Copy out word for word the lines of the material below, from the line containing "of the person" through the end of the material, including both ends.

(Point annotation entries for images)
_ _ _ _
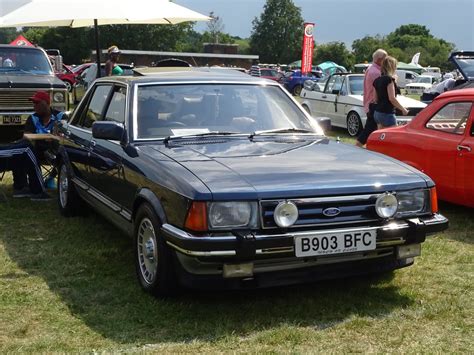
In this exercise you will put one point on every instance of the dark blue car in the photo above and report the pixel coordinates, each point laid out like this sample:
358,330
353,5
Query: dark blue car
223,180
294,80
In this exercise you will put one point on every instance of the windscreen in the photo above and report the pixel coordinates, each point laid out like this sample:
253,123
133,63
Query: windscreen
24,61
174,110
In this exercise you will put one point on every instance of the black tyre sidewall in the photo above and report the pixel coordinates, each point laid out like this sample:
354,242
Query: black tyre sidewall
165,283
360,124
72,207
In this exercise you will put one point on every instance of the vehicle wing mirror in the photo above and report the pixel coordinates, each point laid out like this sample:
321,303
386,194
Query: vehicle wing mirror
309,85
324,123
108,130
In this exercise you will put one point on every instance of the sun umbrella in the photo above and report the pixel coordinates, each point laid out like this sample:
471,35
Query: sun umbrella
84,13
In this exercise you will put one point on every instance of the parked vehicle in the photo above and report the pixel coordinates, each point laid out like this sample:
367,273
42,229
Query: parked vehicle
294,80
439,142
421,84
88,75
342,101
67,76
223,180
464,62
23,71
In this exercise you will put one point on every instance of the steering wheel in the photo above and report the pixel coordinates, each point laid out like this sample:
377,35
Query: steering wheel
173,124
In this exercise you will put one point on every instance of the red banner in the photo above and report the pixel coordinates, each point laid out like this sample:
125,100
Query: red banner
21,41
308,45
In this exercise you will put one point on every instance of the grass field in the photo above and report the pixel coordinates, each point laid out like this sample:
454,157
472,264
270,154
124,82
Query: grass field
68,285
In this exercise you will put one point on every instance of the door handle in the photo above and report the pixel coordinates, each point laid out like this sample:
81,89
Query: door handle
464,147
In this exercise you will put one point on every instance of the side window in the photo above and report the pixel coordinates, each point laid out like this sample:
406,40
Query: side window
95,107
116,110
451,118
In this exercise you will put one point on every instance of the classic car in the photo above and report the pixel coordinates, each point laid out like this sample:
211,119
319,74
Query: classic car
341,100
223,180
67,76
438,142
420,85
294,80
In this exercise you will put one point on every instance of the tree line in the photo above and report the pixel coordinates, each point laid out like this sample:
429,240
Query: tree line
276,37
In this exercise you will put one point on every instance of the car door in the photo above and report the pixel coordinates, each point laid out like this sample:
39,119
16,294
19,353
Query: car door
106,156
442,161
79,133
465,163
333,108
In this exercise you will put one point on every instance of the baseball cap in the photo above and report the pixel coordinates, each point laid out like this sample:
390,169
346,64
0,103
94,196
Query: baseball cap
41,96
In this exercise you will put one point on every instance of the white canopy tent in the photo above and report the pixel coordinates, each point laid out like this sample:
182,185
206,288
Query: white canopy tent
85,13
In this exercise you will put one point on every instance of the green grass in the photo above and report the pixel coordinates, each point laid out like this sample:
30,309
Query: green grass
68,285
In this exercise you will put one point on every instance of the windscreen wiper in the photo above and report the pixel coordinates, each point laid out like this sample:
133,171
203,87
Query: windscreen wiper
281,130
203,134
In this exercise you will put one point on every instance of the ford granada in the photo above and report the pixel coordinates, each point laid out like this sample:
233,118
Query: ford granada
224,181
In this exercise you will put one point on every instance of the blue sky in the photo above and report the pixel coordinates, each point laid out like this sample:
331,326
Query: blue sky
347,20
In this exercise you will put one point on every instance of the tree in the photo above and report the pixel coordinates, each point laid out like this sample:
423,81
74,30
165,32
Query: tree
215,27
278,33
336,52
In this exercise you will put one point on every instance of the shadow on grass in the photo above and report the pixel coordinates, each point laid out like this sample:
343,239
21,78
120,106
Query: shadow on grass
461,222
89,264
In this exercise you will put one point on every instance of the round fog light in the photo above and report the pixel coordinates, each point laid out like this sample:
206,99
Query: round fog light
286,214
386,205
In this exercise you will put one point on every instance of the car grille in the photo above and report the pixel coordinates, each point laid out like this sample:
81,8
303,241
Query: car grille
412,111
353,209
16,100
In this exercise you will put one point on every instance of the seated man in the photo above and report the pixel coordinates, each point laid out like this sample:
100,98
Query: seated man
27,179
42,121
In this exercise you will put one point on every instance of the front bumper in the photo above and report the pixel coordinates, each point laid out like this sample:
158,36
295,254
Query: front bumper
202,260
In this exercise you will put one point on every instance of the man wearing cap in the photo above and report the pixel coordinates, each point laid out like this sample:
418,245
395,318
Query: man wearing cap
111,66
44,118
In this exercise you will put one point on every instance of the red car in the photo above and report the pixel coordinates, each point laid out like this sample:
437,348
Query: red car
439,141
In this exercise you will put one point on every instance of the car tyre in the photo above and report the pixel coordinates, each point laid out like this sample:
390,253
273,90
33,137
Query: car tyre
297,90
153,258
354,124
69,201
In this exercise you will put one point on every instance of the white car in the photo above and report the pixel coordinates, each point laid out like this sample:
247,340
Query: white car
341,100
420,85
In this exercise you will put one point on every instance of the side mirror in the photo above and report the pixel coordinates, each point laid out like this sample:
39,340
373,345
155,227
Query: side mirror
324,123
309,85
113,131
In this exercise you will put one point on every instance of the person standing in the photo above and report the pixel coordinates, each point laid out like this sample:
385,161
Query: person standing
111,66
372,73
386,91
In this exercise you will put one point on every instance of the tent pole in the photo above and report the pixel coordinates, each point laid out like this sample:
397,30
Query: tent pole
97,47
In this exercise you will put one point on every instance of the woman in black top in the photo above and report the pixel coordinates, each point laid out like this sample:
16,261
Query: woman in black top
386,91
_ _ _ _
EXERCISE RESULT:
In this exercise you will put one point on every instance of the person standing in the photo above and report the pixel coordinates, each point laid out like this sample:
385,161
Query: person standing
111,66
372,73
386,91
In this exercise you will put one point on every instance of the tent pole in the photo above and report the pixel coordinates, each point laid out like this sample:
397,30
Query: tent pole
97,47
In this exercise you will put one point on every instance of the woman in black top in the photo above and report the pixel coordinates, each point laid out like this sample:
16,261
Query: woman in black top
386,91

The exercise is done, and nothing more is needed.